SOURCE MATERIAL:
--------------------

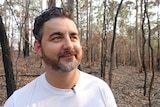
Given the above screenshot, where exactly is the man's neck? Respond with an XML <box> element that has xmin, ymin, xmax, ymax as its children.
<box><xmin>46</xmin><ymin>69</ymin><xmax>80</xmax><ymax>89</ymax></box>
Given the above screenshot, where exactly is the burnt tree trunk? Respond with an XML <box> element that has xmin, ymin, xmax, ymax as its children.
<box><xmin>109</xmin><ymin>0</ymin><xmax>123</xmax><ymax>87</ymax></box>
<box><xmin>0</xmin><ymin>16</ymin><xmax>16</xmax><ymax>98</ymax></box>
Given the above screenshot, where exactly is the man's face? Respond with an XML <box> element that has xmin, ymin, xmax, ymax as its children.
<box><xmin>35</xmin><ymin>18</ymin><xmax>82</xmax><ymax>72</ymax></box>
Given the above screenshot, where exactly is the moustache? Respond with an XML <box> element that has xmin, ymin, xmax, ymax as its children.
<box><xmin>58</xmin><ymin>51</ymin><xmax>77</xmax><ymax>57</ymax></box>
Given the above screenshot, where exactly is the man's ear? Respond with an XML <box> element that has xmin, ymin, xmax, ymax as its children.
<box><xmin>34</xmin><ymin>40</ymin><xmax>42</xmax><ymax>57</ymax></box>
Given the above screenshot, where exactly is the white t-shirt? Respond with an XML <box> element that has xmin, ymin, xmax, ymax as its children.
<box><xmin>4</xmin><ymin>71</ymin><xmax>117</xmax><ymax>107</ymax></box>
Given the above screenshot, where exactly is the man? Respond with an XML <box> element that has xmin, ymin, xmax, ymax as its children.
<box><xmin>4</xmin><ymin>7</ymin><xmax>117</xmax><ymax>107</ymax></box>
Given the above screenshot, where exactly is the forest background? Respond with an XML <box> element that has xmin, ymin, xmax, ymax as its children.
<box><xmin>0</xmin><ymin>0</ymin><xmax>160</xmax><ymax>107</ymax></box>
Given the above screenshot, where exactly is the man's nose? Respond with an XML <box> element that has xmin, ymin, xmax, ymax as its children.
<box><xmin>63</xmin><ymin>37</ymin><xmax>73</xmax><ymax>50</ymax></box>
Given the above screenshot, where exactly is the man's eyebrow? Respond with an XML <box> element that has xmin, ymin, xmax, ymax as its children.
<box><xmin>49</xmin><ymin>32</ymin><xmax>62</xmax><ymax>37</ymax></box>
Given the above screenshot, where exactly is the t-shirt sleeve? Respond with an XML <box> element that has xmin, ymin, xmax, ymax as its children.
<box><xmin>3</xmin><ymin>95</ymin><xmax>14</xmax><ymax>107</ymax></box>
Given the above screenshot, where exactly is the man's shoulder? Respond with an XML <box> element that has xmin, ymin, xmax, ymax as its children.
<box><xmin>13</xmin><ymin>74</ymin><xmax>44</xmax><ymax>97</ymax></box>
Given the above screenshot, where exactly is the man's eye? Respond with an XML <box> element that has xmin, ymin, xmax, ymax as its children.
<box><xmin>52</xmin><ymin>36</ymin><xmax>62</xmax><ymax>42</ymax></box>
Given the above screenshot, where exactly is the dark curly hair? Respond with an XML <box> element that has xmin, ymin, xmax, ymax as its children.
<box><xmin>33</xmin><ymin>7</ymin><xmax>73</xmax><ymax>43</ymax></box>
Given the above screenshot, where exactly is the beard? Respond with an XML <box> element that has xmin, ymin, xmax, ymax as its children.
<box><xmin>42</xmin><ymin>49</ymin><xmax>81</xmax><ymax>72</ymax></box>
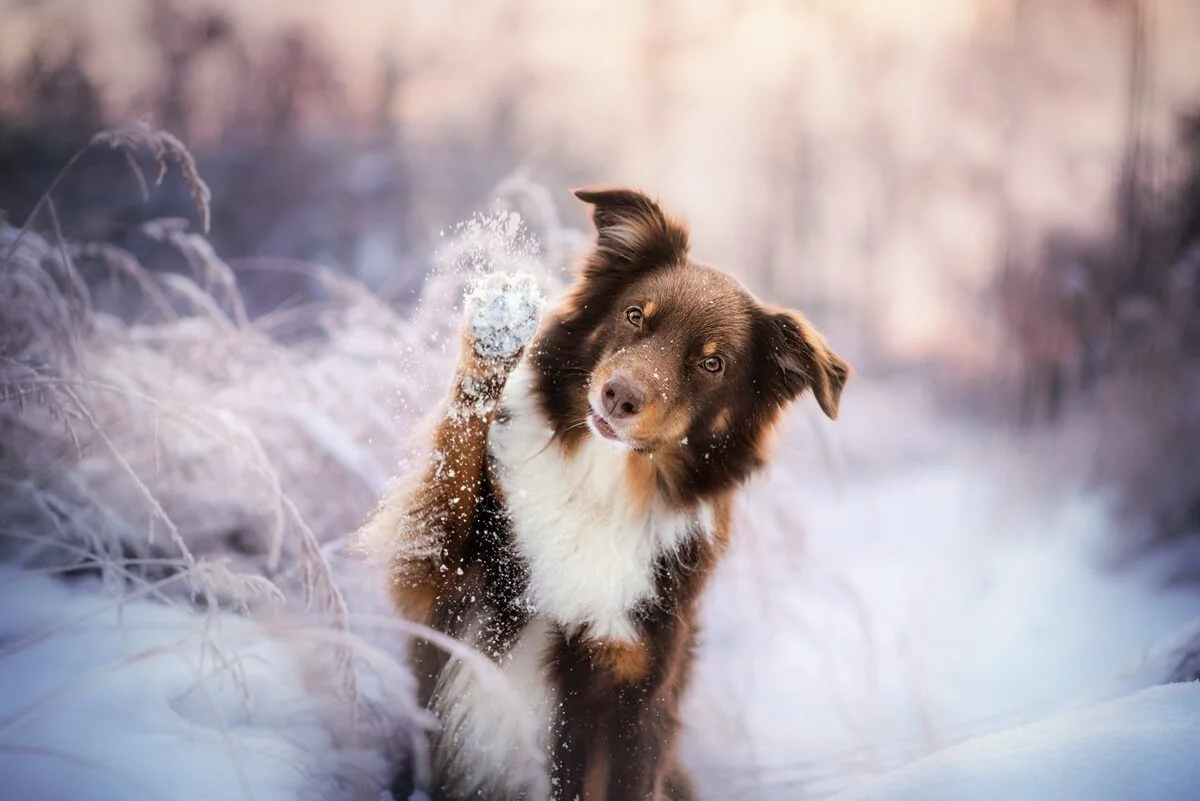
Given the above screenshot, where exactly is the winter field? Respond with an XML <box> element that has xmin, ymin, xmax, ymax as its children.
<box><xmin>0</xmin><ymin>127</ymin><xmax>1200</xmax><ymax>801</ymax></box>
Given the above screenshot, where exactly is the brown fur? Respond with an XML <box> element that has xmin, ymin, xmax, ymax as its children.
<box><xmin>372</xmin><ymin>188</ymin><xmax>850</xmax><ymax>801</ymax></box>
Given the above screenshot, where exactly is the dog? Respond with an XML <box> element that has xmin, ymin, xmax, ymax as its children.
<box><xmin>366</xmin><ymin>187</ymin><xmax>850</xmax><ymax>801</ymax></box>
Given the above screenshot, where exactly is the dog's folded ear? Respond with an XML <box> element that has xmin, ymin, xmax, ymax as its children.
<box><xmin>575</xmin><ymin>187</ymin><xmax>688</xmax><ymax>269</ymax></box>
<box><xmin>764</xmin><ymin>311</ymin><xmax>850</xmax><ymax>420</ymax></box>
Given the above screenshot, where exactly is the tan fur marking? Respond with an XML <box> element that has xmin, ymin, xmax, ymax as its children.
<box><xmin>625</xmin><ymin>453</ymin><xmax>656</xmax><ymax>512</ymax></box>
<box><xmin>364</xmin><ymin>333</ymin><xmax>516</xmax><ymax>624</ymax></box>
<box><xmin>592</xmin><ymin>640</ymin><xmax>650</xmax><ymax>683</ymax></box>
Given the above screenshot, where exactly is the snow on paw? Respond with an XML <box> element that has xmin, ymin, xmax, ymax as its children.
<box><xmin>466</xmin><ymin>272</ymin><xmax>542</xmax><ymax>360</ymax></box>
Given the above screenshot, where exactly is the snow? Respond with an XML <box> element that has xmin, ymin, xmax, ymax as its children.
<box><xmin>835</xmin><ymin>682</ymin><xmax>1200</xmax><ymax>801</ymax></box>
<box><xmin>0</xmin><ymin>208</ymin><xmax>1200</xmax><ymax>801</ymax></box>
<box><xmin>684</xmin><ymin>380</ymin><xmax>1200</xmax><ymax>801</ymax></box>
<box><xmin>466</xmin><ymin>272</ymin><xmax>542</xmax><ymax>359</ymax></box>
<box><xmin>0</xmin><ymin>566</ymin><xmax>408</xmax><ymax>801</ymax></box>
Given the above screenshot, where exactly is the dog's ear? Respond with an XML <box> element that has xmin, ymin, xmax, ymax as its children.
<box><xmin>575</xmin><ymin>187</ymin><xmax>688</xmax><ymax>269</ymax></box>
<box><xmin>764</xmin><ymin>309</ymin><xmax>850</xmax><ymax>420</ymax></box>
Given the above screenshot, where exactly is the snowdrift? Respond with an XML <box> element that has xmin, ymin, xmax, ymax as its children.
<box><xmin>0</xmin><ymin>153</ymin><xmax>1200</xmax><ymax>801</ymax></box>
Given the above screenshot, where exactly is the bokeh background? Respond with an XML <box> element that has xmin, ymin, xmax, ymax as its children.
<box><xmin>0</xmin><ymin>0</ymin><xmax>1200</xmax><ymax>799</ymax></box>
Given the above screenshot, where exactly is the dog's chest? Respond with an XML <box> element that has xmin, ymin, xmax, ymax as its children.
<box><xmin>490</xmin><ymin>366</ymin><xmax>703</xmax><ymax>640</ymax></box>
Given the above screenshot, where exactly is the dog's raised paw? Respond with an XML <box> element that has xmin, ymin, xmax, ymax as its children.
<box><xmin>466</xmin><ymin>272</ymin><xmax>544</xmax><ymax>359</ymax></box>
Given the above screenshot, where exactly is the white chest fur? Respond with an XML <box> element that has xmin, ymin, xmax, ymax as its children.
<box><xmin>490</xmin><ymin>363</ymin><xmax>712</xmax><ymax>642</ymax></box>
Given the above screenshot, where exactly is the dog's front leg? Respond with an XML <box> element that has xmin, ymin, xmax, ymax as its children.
<box><xmin>365</xmin><ymin>275</ymin><xmax>541</xmax><ymax>624</ymax></box>
<box><xmin>554</xmin><ymin>628</ymin><xmax>691</xmax><ymax>801</ymax></box>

--------------------

WHAT THE TASK ASKS:
Edit the records above by replacing every occurrence of "screenshot" with "image" and keeping everything else unchanged. Leave the pictures out of your answer.

RESPONSE BELOW:
Given the above image, where exactly is the man's neck? Respond with an XML <box> element that has xmin, ymin, xmax, ymax as its children.
<box><xmin>46</xmin><ymin>69</ymin><xmax>80</xmax><ymax>89</ymax></box>
Given the above image, where exactly is the burnt tree trunk? Respond with an XML <box> element that has xmin, ymin, xmax, ymax as its children.
<box><xmin>109</xmin><ymin>0</ymin><xmax>123</xmax><ymax>87</ymax></box>
<box><xmin>0</xmin><ymin>16</ymin><xmax>16</xmax><ymax>98</ymax></box>
Given the above image, where exactly is the man's face? Respond with an XML <box> element that has xmin, ymin, xmax, ymax as its children.
<box><xmin>35</xmin><ymin>18</ymin><xmax>82</xmax><ymax>72</ymax></box>
Given the above image, where exactly is the moustache? Respond with an XML <box> element that has xmin, ymin, xmax, ymax as its children.
<box><xmin>58</xmin><ymin>51</ymin><xmax>77</xmax><ymax>57</ymax></box>
Given the above image, where exactly is the man's ear? Respond with an XML <box> element that has xmin, ymin, xmax, ymax as its children.
<box><xmin>34</xmin><ymin>40</ymin><xmax>42</xmax><ymax>57</ymax></box>
Given the above image, where exactly is the white t-shirt? Respond with an XML <box> element that has xmin, ymin, xmax, ymax as its children.
<box><xmin>4</xmin><ymin>71</ymin><xmax>117</xmax><ymax>107</ymax></box>
Given the above image, where exactly is the man? Respond with an XML <box> element that has xmin, ymin, xmax, ymax as its children.
<box><xmin>4</xmin><ymin>7</ymin><xmax>117</xmax><ymax>107</ymax></box>
Given the above image, where exactly is the forest background? Respond with an XML <box> element that has xmin, ymin, xmax, ymax as its children.
<box><xmin>0</xmin><ymin>0</ymin><xmax>160</xmax><ymax>107</ymax></box>
Given the above image, where exactly is the man's nose? Respond with an XML <box> element that has xmin, ymin, xmax, ymax as its children.
<box><xmin>63</xmin><ymin>37</ymin><xmax>73</xmax><ymax>50</ymax></box>
Given the above image, where exactly is the man's eyebrow? Respond with an XML <box> element that has xmin, ymin, xmax, ymax as its children.
<box><xmin>49</xmin><ymin>32</ymin><xmax>62</xmax><ymax>37</ymax></box>
Given the above image, where exactly is the t-shirt sleeve? Respond with an XML <box> element that has xmin, ymin, xmax, ymax as its children.
<box><xmin>3</xmin><ymin>95</ymin><xmax>14</xmax><ymax>107</ymax></box>
Given the above image, where exactly is the man's shoulder? Respond with an XML <box> element that has xmin, ymin, xmax, ymax as its children.
<box><xmin>13</xmin><ymin>74</ymin><xmax>44</xmax><ymax>97</ymax></box>
Given the above image, where exactly is the man's eye? Respond with an XML <box> element that has xmin, ymin, xmax, ymax as its children.
<box><xmin>52</xmin><ymin>36</ymin><xmax>62</xmax><ymax>42</ymax></box>
Given the above image, where exactly is the dark curly hair? Respond with an XML <box> element that has xmin, ymin, xmax, ymax as its children.
<box><xmin>33</xmin><ymin>7</ymin><xmax>73</xmax><ymax>43</ymax></box>
Given the above image, where exactly is the beard? Respond with an XML <box> element that has xmin, ymin, xmax, ymax as its children.
<box><xmin>42</xmin><ymin>49</ymin><xmax>81</xmax><ymax>72</ymax></box>
Given the above image, where exactly is the winter field? Respond with an XML <box> element that has xmin, ymin, xmax, ymax as its children.
<box><xmin>0</xmin><ymin>127</ymin><xmax>1200</xmax><ymax>801</ymax></box>
Given the above image, where exactly is the brown fur? Respond with an XML <box> element that has xmin, ymin, xmax, ymax as its children.
<box><xmin>372</xmin><ymin>188</ymin><xmax>850</xmax><ymax>801</ymax></box>
Given the above image, where exactly is the dog? Respond with an XML <box> element that has xmin, ymin, xmax, ymax as its children.
<box><xmin>366</xmin><ymin>187</ymin><xmax>850</xmax><ymax>801</ymax></box>
Given the above image, where exactly is the dog's folded ear? Respond with an XML <box> element that has xmin, ymin, xmax, ymax as its children.
<box><xmin>575</xmin><ymin>187</ymin><xmax>688</xmax><ymax>269</ymax></box>
<box><xmin>764</xmin><ymin>311</ymin><xmax>850</xmax><ymax>420</ymax></box>
Given the above image, where exactly is the tan fur marking? Respond with an XML <box> element that has xmin, ymin, xmax, ymax as its children.
<box><xmin>625</xmin><ymin>453</ymin><xmax>656</xmax><ymax>512</ymax></box>
<box><xmin>364</xmin><ymin>333</ymin><xmax>516</xmax><ymax>624</ymax></box>
<box><xmin>592</xmin><ymin>640</ymin><xmax>650</xmax><ymax>683</ymax></box>
Given the above image, where exactly is the snow on paw? Respond with an XML <box> element that has xmin, ymin, xmax, ymax as its children.
<box><xmin>466</xmin><ymin>272</ymin><xmax>542</xmax><ymax>360</ymax></box>
Given the above image, where exactly is the snow? Respond with an XML <box> element that has xmin, ymin, xmax, ymax as its children.
<box><xmin>835</xmin><ymin>682</ymin><xmax>1200</xmax><ymax>801</ymax></box>
<box><xmin>0</xmin><ymin>208</ymin><xmax>1200</xmax><ymax>801</ymax></box>
<box><xmin>684</xmin><ymin>380</ymin><xmax>1200</xmax><ymax>801</ymax></box>
<box><xmin>466</xmin><ymin>272</ymin><xmax>542</xmax><ymax>359</ymax></box>
<box><xmin>0</xmin><ymin>566</ymin><xmax>408</xmax><ymax>801</ymax></box>
Given the above image, where exactly is the dog's ear? Respond with an XML <box> element that has xmin, ymin, xmax, ymax as its children.
<box><xmin>575</xmin><ymin>187</ymin><xmax>688</xmax><ymax>269</ymax></box>
<box><xmin>764</xmin><ymin>309</ymin><xmax>850</xmax><ymax>420</ymax></box>
Given the above image, where exactly is the snowdrift? Respond with an XML <box> element that has xmin, ymin, xmax, ymax as its children.
<box><xmin>0</xmin><ymin>153</ymin><xmax>1200</xmax><ymax>801</ymax></box>
Given the above image, where exactly is the bokeh background? Respond with an XML <box> element that has xmin, ymin, xmax, ymax as its children.
<box><xmin>0</xmin><ymin>0</ymin><xmax>1200</xmax><ymax>799</ymax></box>
Given the above image, where exactly is the dog's chest? Respond with an XML <box> element that has xmin, ymin, xmax, ymax as its children.
<box><xmin>490</xmin><ymin>366</ymin><xmax>703</xmax><ymax>640</ymax></box>
Given the above image, where exactly is the dog's raised paw? Respond with an XML <box> element that has xmin, ymin, xmax, ymax as its children.
<box><xmin>466</xmin><ymin>272</ymin><xmax>544</xmax><ymax>359</ymax></box>
Given the above image, where exactly is the white chest fur? Respond with an XML <box> element that has xmin, ymin, xmax, ymax as its children.
<box><xmin>490</xmin><ymin>363</ymin><xmax>712</xmax><ymax>642</ymax></box>
Given the above image, where exactly is the dog's front leg? Respond with an XML <box> element that has xmin, ymin, xmax, ymax as its children.
<box><xmin>365</xmin><ymin>275</ymin><xmax>541</xmax><ymax>624</ymax></box>
<box><xmin>554</xmin><ymin>628</ymin><xmax>691</xmax><ymax>801</ymax></box>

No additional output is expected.